[Dataset rows]

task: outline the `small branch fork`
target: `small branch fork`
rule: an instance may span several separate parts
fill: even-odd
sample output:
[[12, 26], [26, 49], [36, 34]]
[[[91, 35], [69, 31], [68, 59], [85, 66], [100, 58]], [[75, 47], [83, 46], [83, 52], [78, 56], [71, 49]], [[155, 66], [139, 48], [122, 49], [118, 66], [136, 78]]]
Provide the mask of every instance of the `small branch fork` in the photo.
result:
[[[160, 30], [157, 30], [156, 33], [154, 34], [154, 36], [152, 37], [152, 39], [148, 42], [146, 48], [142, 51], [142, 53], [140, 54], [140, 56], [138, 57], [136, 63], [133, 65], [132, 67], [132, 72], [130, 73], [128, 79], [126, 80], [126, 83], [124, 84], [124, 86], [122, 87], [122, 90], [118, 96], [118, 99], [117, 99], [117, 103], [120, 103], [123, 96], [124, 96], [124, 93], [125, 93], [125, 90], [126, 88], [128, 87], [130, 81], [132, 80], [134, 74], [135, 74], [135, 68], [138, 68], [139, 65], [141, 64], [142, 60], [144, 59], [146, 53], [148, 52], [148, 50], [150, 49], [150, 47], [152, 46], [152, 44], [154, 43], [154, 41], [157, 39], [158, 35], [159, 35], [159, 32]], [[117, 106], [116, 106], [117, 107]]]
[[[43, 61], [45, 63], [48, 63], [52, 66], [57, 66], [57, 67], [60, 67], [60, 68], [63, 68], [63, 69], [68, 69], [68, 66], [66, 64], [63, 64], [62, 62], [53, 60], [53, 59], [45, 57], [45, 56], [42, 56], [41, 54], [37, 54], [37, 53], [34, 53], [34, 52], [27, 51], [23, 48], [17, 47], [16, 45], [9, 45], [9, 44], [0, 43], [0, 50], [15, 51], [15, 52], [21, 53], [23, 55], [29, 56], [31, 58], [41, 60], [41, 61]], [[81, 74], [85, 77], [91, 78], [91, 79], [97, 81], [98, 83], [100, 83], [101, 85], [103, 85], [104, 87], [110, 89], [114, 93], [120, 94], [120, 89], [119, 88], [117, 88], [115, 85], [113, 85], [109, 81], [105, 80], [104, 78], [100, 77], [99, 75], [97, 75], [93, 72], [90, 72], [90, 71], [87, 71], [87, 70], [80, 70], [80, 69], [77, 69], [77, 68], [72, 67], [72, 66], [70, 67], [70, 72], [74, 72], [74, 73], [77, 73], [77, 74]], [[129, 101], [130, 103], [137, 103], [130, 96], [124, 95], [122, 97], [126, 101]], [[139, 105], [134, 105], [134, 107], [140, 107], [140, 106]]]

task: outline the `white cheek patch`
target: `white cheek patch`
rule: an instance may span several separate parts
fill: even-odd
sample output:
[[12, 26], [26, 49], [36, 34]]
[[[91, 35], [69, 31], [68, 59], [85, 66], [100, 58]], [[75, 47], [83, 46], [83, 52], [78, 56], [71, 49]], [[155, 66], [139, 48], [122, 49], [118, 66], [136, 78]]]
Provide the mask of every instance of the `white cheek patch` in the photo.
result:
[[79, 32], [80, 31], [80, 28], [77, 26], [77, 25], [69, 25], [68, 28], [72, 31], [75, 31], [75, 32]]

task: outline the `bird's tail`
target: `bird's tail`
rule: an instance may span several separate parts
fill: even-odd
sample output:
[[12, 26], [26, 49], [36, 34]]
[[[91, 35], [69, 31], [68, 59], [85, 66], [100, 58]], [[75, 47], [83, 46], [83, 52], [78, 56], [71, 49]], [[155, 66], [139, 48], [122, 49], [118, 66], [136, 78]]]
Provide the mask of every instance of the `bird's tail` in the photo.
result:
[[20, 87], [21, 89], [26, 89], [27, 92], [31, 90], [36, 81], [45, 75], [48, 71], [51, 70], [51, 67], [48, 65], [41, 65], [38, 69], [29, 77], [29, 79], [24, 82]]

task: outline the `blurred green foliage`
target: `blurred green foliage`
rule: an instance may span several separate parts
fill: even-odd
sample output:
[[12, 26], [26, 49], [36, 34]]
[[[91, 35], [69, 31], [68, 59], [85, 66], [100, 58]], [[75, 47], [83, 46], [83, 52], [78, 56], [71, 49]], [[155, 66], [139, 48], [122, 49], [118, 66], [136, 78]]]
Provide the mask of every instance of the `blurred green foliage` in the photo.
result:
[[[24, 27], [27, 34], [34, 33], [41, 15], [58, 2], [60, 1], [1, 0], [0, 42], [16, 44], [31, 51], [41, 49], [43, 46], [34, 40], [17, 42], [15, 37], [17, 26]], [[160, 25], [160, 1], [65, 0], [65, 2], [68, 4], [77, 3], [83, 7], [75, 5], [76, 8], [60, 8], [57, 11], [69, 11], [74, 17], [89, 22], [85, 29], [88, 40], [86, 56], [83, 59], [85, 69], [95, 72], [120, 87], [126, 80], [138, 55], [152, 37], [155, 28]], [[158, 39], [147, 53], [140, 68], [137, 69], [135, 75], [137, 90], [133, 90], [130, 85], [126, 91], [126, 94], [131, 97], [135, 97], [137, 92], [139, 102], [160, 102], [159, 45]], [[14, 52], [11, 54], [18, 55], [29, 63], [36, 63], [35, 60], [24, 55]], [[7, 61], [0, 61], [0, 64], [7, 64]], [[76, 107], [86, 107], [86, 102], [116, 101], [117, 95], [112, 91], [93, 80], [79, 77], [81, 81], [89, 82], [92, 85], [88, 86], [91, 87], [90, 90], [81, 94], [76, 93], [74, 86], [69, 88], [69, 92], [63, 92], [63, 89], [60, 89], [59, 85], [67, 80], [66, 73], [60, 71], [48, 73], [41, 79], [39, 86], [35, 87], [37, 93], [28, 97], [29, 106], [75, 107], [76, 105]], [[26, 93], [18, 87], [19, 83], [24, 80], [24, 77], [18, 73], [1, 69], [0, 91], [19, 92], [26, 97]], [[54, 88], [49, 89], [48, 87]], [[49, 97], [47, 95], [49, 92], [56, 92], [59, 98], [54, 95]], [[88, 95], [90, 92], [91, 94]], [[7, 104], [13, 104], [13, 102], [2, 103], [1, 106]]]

§ **EXERCISE PROMPT**:
Copy the records from their first line through the line containing "106], [117, 107]]]", including both of those lines, with every character kept unchanged.

§ **REPLY TO THE EXERCISE**:
task: outline the `small branch fork`
target: `small branch fork`
rule: an instance may span several separate parts
fill: even-odd
sample output:
[[12, 26], [26, 49], [36, 34]]
[[[91, 35], [69, 31], [68, 59], [85, 66], [100, 58]], [[75, 47], [83, 46], [83, 52], [78, 56], [71, 49]], [[155, 66], [139, 48], [122, 49], [118, 66], [136, 78]]]
Provide the mask of every instance of the `small branch fork` in the photo.
result:
[[[160, 30], [157, 30], [156, 33], [154, 34], [154, 36], [152, 37], [152, 39], [148, 42], [146, 48], [142, 51], [142, 53], [140, 54], [140, 56], [138, 57], [136, 63], [133, 65], [132, 67], [132, 72], [130, 73], [128, 79], [126, 80], [126, 83], [124, 84], [124, 86], [122, 87], [122, 90], [118, 96], [118, 99], [117, 99], [117, 103], [120, 103], [123, 96], [124, 96], [124, 93], [125, 93], [125, 90], [126, 88], [128, 87], [130, 81], [132, 80], [134, 74], [135, 74], [135, 68], [138, 68], [139, 65], [141, 64], [142, 60], [144, 59], [146, 53], [148, 52], [148, 50], [150, 49], [150, 47], [152, 46], [152, 44], [154, 43], [154, 41], [157, 39], [158, 35], [159, 35], [159, 32]], [[117, 106], [116, 106], [117, 107]]]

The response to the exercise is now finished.